= Extracted records =
* Start *

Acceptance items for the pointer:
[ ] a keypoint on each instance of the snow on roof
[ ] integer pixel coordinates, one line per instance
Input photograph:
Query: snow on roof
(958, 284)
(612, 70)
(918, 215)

* End *

= What needs to be done =
Can you repeat all the rows above, requests included, with every point coordinate shifted by adding 141 to both x and y?

= Full answer =
Acceptance items for the pointer:
[ ] a keypoint on each instance of the snow on roof
[ ] integer pixel coordinates, one line per instance
Input photograph:
Query: snow on roof
(1099, 425)
(753, 211)
(1059, 356)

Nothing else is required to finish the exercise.